• Task objective: An accurate, complete copy of the records below is required.

[Dataset entries]
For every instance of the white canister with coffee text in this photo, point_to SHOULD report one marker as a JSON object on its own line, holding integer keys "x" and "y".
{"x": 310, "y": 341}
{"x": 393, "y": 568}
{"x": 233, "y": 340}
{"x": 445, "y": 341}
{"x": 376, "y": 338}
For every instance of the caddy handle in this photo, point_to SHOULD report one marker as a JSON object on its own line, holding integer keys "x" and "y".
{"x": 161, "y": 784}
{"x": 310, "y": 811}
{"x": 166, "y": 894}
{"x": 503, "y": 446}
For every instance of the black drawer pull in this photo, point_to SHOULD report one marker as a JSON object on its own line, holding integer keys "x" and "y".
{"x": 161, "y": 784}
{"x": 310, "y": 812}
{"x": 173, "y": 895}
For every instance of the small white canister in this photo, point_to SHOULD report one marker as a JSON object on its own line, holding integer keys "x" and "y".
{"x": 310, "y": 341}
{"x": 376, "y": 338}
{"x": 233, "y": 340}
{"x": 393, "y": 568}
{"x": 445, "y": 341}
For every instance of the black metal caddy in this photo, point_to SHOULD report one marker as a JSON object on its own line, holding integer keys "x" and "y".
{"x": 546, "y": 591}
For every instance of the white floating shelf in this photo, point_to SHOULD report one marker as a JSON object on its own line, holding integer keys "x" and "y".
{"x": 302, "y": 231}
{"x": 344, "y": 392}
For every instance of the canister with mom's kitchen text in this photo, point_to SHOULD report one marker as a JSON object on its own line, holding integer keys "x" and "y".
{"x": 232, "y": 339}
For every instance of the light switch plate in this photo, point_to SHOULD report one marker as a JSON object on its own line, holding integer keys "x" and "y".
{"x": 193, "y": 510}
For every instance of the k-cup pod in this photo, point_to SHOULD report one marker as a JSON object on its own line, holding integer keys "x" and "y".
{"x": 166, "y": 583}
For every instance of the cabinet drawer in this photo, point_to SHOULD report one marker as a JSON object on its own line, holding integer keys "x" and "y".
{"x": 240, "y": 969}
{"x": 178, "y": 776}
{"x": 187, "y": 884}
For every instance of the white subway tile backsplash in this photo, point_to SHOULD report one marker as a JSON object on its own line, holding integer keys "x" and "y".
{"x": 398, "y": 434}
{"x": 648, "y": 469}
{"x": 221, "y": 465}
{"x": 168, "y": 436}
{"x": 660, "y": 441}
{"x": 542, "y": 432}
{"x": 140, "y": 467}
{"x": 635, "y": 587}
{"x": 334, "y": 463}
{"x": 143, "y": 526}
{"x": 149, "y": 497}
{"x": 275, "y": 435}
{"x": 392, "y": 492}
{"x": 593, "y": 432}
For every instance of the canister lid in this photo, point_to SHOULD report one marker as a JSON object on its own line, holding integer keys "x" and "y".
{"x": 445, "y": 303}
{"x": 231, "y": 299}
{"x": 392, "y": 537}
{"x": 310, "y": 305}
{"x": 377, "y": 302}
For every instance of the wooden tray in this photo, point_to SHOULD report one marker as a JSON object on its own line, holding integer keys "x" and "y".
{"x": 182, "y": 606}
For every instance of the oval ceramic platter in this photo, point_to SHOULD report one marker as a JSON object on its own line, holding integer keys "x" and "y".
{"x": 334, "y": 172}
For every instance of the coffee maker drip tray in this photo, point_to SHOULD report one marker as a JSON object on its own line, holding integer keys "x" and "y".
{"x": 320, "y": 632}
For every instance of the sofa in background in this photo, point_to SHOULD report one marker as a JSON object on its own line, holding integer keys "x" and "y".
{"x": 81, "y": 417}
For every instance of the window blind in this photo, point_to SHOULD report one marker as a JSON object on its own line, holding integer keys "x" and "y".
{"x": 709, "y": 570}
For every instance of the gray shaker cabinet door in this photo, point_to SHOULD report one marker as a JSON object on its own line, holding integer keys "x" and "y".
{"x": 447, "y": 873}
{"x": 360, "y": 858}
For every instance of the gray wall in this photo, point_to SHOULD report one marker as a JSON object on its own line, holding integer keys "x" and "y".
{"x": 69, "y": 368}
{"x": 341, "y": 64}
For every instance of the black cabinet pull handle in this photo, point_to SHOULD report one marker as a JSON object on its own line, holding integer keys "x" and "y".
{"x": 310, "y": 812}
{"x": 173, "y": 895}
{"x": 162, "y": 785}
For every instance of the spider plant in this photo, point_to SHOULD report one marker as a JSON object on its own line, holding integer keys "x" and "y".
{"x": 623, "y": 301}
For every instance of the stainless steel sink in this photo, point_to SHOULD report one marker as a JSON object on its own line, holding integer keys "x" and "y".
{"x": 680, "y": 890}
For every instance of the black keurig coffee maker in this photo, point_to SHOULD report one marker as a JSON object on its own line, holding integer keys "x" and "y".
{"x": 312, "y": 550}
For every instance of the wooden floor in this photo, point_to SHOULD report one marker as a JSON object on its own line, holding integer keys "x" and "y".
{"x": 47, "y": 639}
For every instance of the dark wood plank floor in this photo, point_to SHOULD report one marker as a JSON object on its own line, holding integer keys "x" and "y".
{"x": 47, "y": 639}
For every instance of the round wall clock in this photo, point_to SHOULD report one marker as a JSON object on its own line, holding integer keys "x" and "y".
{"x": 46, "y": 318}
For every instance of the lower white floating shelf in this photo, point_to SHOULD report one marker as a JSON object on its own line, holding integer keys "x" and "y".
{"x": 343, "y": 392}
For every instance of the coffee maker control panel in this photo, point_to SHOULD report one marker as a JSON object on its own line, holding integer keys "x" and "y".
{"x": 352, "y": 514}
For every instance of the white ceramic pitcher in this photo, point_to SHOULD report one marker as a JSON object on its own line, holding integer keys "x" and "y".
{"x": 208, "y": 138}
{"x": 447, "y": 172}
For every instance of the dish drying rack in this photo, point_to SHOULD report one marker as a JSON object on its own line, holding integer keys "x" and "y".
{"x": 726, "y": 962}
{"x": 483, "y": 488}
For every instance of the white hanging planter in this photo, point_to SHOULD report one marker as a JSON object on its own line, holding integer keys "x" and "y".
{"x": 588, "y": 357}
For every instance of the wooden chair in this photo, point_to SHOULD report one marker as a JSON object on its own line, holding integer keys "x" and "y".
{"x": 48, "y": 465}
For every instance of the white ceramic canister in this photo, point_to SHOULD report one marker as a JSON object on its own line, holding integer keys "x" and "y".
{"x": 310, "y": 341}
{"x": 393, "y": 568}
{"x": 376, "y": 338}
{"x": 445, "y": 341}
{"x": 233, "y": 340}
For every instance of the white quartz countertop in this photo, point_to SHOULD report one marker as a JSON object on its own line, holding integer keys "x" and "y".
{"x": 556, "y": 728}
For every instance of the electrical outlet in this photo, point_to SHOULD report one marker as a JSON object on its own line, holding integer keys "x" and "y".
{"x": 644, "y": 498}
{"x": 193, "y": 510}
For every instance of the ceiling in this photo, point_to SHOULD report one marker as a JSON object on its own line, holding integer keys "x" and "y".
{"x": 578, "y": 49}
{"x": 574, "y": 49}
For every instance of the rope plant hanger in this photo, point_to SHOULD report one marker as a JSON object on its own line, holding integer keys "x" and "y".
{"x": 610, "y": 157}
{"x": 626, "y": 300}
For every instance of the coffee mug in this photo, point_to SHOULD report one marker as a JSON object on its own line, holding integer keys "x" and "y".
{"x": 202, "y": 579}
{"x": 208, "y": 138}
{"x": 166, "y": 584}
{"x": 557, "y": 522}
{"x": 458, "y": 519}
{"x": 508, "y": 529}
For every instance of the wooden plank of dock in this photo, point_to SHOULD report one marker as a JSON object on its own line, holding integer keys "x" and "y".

• Task response:
For every instance of the white canister with coffee text in this photo, point_to SHOULD report one marker as a JSON object on its own line, holding integer keys "x" and "y".
{"x": 310, "y": 341}
{"x": 393, "y": 568}
{"x": 233, "y": 340}
{"x": 445, "y": 341}
{"x": 376, "y": 338}
For every instance of the caddy handle in this photo, point_to SHOULD report one marker as a JSON object on its own line, holding integer keys "x" and "y".
{"x": 161, "y": 784}
{"x": 310, "y": 811}
{"x": 166, "y": 894}
{"x": 503, "y": 446}
For every instance of the black drawer pull in this photo, point_to SHOULD report one marker as a JSON object on its own line, holding integer keys "x" and "y".
{"x": 161, "y": 784}
{"x": 310, "y": 812}
{"x": 173, "y": 895}
For every instance of the small white canister in this photo, point_to SHOULD report one marker as a JSON object on its own line, holding integer keys "x" and "y".
{"x": 310, "y": 341}
{"x": 376, "y": 338}
{"x": 233, "y": 340}
{"x": 393, "y": 568}
{"x": 445, "y": 341}
For every instance of the black metal caddy in this photo, point_to SHOULD report one marker as a JSON object on its own line, holding integer keys "x" and "y".
{"x": 546, "y": 591}
For every instance of the white floating shelf in this photo, point_to SHOULD report one marker as a JSON object on its own line, holding integer keys "x" and "y".
{"x": 302, "y": 231}
{"x": 344, "y": 392}
For every instance of the canister with mom's kitchen text in this photo, point_to SHOULD report one marker as a JSON object on its own line, holding integer keys "x" and "y".
{"x": 232, "y": 339}
For every instance of the light switch plate in this photo, point_to SHOULD report one marker as a JSON object on its own line, holding integer keys "x" and "y".
{"x": 193, "y": 510}
For every instance of the k-cup pod in this photo, point_to SHOULD report one marker as a JSON object on its own line, holding integer keys "x" and "y".
{"x": 166, "y": 583}
For every instance of the cabinet drawer in this photo, point_to SHOULD report one marker as a JSON object on its own line, holding integer keys "x" and "y".
{"x": 240, "y": 969}
{"x": 178, "y": 776}
{"x": 187, "y": 884}
For every instance of the white subway tile backsplash in this photo, point_to SHOULD report one marker as a JSON object on its own line, holding integer keys "x" and "y".
{"x": 398, "y": 434}
{"x": 648, "y": 469}
{"x": 221, "y": 465}
{"x": 168, "y": 436}
{"x": 660, "y": 441}
{"x": 542, "y": 432}
{"x": 140, "y": 467}
{"x": 635, "y": 587}
{"x": 334, "y": 463}
{"x": 143, "y": 526}
{"x": 149, "y": 497}
{"x": 275, "y": 435}
{"x": 392, "y": 492}
{"x": 593, "y": 432}
For every instance of the canister lid in this photo, point_to SHOULD report one marker as a JSON object on its own line, holding integer keys "x" and "y".
{"x": 445, "y": 303}
{"x": 231, "y": 299}
{"x": 392, "y": 537}
{"x": 310, "y": 305}
{"x": 377, "y": 302}
For every instance of the wooden tray in this photo, point_to SHOULD report one marker as a JSON object on its own line, holding integer keys "x" and "y".
{"x": 182, "y": 606}
For every instance of the oval ceramic platter in this photo, point_to SHOULD report one marker as a JSON object on its own line, holding integer keys "x" and "y".
{"x": 334, "y": 172}
For every instance of the coffee maker drip tray in this photo, point_to SHOULD report one marker as a JSON object on its own line, holding integer keys "x" and "y".
{"x": 320, "y": 632}
For every instance of the sofa in background in this photo, point_to SHOULD report one marker as a JSON object on its own line, holding integer keys "x" and "y".
{"x": 81, "y": 417}
For every instance of the window blind in this photo, point_to SHOULD report one marker as a JSON object on its own line, holding integer keys "x" and "y".
{"x": 709, "y": 570}
For every instance of the gray shaker cabinet door in this photo, point_to SHOULD report one marker as a JSON object on its own line, holding integer keys "x" and "y".
{"x": 447, "y": 873}
{"x": 360, "y": 858}
For every instance of the gray wall in this photo, point_to SHOULD report one marker as a JSON object on its own line, holding integer keys "x" and "y".
{"x": 69, "y": 368}
{"x": 341, "y": 64}
For every instance of the black cabinet pull handle in this photo, point_to SHOULD report one marker as a JSON object on its own line, holding integer keys "x" and "y".
{"x": 310, "y": 812}
{"x": 173, "y": 895}
{"x": 162, "y": 785}
For every instance of the spider plant in this photo, point_to SHOULD report one marker as a JSON object on its own line, holding integer keys "x" and "y".
{"x": 623, "y": 301}
For every instance of the stainless steel sink in this photo, point_to SHOULD report one marker as a JSON object on its own line, holding integer keys "x" and "y".
{"x": 680, "y": 890}
For every instance of the black keurig coffee maker in this photo, point_to SHOULD report one marker as a JSON object on its own line, holding integer keys "x" and "y".
{"x": 312, "y": 550}
For every instance of the wooden floor in this photo, point_to SHOULD report one marker as a JSON object on its own line, holding integer keys "x" and "y".
{"x": 47, "y": 639}
For every instance of the dark wood plank floor in this photo, point_to SHOULD report one marker as a JSON object on its own line, holding integer keys "x" and "y".
{"x": 47, "y": 639}
For every instance of the round wall clock in this photo, point_to SHOULD report one marker as a JSON object on its own line, holding integer keys "x" and "y".
{"x": 46, "y": 318}
For every instance of the lower white floating shelf in this photo, point_to SHOULD report one marker as a JSON object on its own line, holding integer keys "x" and "y".
{"x": 343, "y": 392}
For every instance of the coffee maker control panel in this photo, point_to SHOULD report one marker as a JSON object on its own line, holding integer keys "x" and "y".
{"x": 352, "y": 514}
For every instance of the white ceramic pitcher in this photo, point_to SHOULD report one marker as a JSON object on its own line, holding integer keys "x" and "y".
{"x": 208, "y": 138}
{"x": 447, "y": 172}
For every instance of the dish drying rack in this photo, point_to SHOULD report one marker as a JSON object on its own line, holding integer keys "x" and "y".
{"x": 726, "y": 962}
{"x": 483, "y": 488}
For every instance of the white hanging planter in this photo, point_to SHOULD report one marker as a JSON object on its own line, holding integer keys "x" and "y".
{"x": 588, "y": 357}
For every instance of the wooden chair in this photo, point_to SHOULD report one marker as a JSON object on its own line, holding integer keys "x" and "y".
{"x": 48, "y": 465}
For every instance of the white ceramic canister in this photo, point_to SHOULD report one marker as a JSON object on its own line, holding integer keys "x" and "y".
{"x": 310, "y": 341}
{"x": 393, "y": 568}
{"x": 376, "y": 338}
{"x": 445, "y": 341}
{"x": 233, "y": 340}
For every instance of the white quartz countertop in this photo, point_to SHOULD report one marker as a JSON object on its own line, holding integer keys "x" and "y".
{"x": 556, "y": 728}
For every instance of the electrical outlet in this photo, point_to SHOULD report one marker as a JSON object on its own line, holding integer keys "x" and "y".
{"x": 644, "y": 498}
{"x": 193, "y": 510}
For every instance of the ceiling in this photo, point_to SHOULD report one marker as a JSON object on its own line, holding integer keys "x" and "y".
{"x": 578, "y": 49}
{"x": 574, "y": 49}
For every instance of the rope plant hanger in this photo, point_to SHOULD report one marker as a JSON object on its own line, holding integer keys "x" and "y".
{"x": 610, "y": 157}
{"x": 626, "y": 300}
For every instance of the coffee mug in this photo, point_to SHOULD report one marker as a JSON object on its own line, holding integer keys "x" and "y".
{"x": 202, "y": 579}
{"x": 208, "y": 138}
{"x": 166, "y": 584}
{"x": 557, "y": 522}
{"x": 458, "y": 519}
{"x": 508, "y": 529}
For every instance of the wooden plank of dock in this photo, point_to SHOULD report one marker as a JSON object on its own line, holding integer keys "x" and "y".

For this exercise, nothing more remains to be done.